INFORMATION SUPPLIED =

──────────

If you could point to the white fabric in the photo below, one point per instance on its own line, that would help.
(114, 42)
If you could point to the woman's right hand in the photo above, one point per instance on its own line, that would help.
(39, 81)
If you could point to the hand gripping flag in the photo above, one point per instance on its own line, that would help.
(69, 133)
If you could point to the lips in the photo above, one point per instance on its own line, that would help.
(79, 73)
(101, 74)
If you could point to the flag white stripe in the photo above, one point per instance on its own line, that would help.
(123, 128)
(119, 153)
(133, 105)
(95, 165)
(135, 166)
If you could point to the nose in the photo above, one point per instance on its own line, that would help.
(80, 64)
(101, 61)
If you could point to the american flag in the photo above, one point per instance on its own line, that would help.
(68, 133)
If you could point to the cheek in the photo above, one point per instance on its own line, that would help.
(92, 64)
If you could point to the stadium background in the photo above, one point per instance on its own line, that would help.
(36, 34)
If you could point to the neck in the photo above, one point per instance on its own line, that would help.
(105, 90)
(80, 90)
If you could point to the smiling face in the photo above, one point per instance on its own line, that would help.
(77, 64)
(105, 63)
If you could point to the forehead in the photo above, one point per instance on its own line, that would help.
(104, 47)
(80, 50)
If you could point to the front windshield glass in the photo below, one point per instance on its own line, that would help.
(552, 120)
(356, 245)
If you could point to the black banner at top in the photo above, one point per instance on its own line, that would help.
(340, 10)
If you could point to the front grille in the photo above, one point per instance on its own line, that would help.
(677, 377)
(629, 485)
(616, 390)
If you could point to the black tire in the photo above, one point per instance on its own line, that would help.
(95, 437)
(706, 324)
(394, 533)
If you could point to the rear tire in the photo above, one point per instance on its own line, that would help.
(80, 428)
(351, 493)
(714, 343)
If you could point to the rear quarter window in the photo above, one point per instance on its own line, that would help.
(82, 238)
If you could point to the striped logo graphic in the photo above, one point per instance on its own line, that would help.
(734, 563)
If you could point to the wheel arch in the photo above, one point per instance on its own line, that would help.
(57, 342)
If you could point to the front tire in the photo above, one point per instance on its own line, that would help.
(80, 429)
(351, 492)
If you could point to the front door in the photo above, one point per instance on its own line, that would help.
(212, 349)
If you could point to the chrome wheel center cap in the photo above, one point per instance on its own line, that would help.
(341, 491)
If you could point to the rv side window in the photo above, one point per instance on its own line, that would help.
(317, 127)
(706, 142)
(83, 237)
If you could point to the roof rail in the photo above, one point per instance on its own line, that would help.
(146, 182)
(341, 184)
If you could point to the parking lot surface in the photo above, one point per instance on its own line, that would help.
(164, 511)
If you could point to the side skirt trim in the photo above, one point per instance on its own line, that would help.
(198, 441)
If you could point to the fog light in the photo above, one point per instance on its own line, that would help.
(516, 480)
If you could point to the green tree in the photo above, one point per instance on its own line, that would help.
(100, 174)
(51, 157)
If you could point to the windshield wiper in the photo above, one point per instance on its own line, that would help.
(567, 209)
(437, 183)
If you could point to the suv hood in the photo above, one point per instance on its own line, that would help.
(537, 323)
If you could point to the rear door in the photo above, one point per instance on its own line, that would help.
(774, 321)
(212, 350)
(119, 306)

──────────

WHAT THE TASK ASKS = Transcribe the material above word for word.

RESULT OF THIS TASK =
If you could point to the white fabric in the photo below, one point per instance on its own line, that would help.
(114, 42)
If you could point to the woman's right hand in the photo above, one point per instance on its own line, that would help.
(39, 81)
If you could point to the hand gripping flag in the photo above, one point per instance on its own line, that would help.
(69, 133)
If you could point to the lips in the photo above, one point per instance on its own line, that would help.
(79, 73)
(101, 74)
If you could point to the flag white stripe in the photo above, one point per instance on its own line, that would help.
(123, 128)
(119, 153)
(133, 105)
(95, 165)
(135, 166)
If you could point to the nose in the photo above, one point per instance on its own line, that would help.
(80, 64)
(101, 61)
If you could point to the american flag in the photo above, one point per instance on its own line, that would help.
(68, 133)
If you could point to the cheek in the photo above, one point per instance on its own line, that would help.
(92, 64)
If you could point to the stadium background in the photo above, one point per instance on its own line, that would help.
(36, 34)
If you could point to the neck in the photo above, one point per instance on its own line, that would help.
(105, 90)
(80, 90)
If you could point to the smiling face in the photo above, one point per instance on its own line, that would help.
(77, 64)
(105, 63)
If you could point to the forehead in the photo above, one point per instance on its own line, that would help.
(104, 47)
(80, 50)
If you could point to the front windshield glass in the photo below, one point per instance on its own line, that would help.
(552, 120)
(356, 245)
If you could point to the black banner at top in the photo above, one point per instance on its own line, that would help.
(340, 10)
If you could point to the front grille in the photo above, one point per instance on its own line, that would help.
(677, 377)
(629, 485)
(616, 390)
If you could point to the black tire in the photo above, one point per instance on its own line, that would help.
(95, 437)
(706, 324)
(394, 533)
If you could point to the rear tire in the photo above, one point per instance on its own line, that would help.
(80, 428)
(351, 493)
(714, 343)
If you could point to the rear quarter window in the photo above, one point per instance on its own line, that would help.
(82, 238)
If you could point to the striped logo graphic in the photo above, one point per instance on its own line, that would help.
(734, 563)
If you could point to the wheel arch in the photo above, one point per instance on its own line, that would help.
(57, 342)
If you could point to the front tire in the photo above, one point per instance on its own line, that would help.
(80, 429)
(351, 492)
If you could point to the front door in the photo above, one point per instance on its own line, that would help.
(212, 349)
If you could point to the chrome wheel center cap in the photo above, one point per instance on its own line, that would help.
(341, 491)
If you could point to the rv side window in the photo above, one point per instance on its own line, that would help.
(317, 127)
(706, 142)
(83, 237)
If you could point to the roof rail in the photo above, one point per instance on its own line, that would help.
(146, 182)
(341, 184)
If you could point to the parking lot surface in the photo above, one point per instance on its own line, that would help.
(164, 511)
If you could point to the side skirt trim in the photo above, one point per instance on its own line, that would help.
(198, 441)
If you could point to the fog light in the photo above, one point per instance on its own line, that would help.
(516, 480)
If you could point to the green tree in the photo above, one point per instance on its own line, that would help.
(100, 174)
(51, 157)
If you could point to the windshield wiper in the photo above, one point per instance on its own line, that would help.
(567, 209)
(437, 183)
If you could point to the suv hood in the photo above, one point per instance on its own line, that would help.
(537, 323)
If you could point to the rear door in the photo above, one point per instance on its own line, that would help.
(774, 321)
(212, 350)
(119, 306)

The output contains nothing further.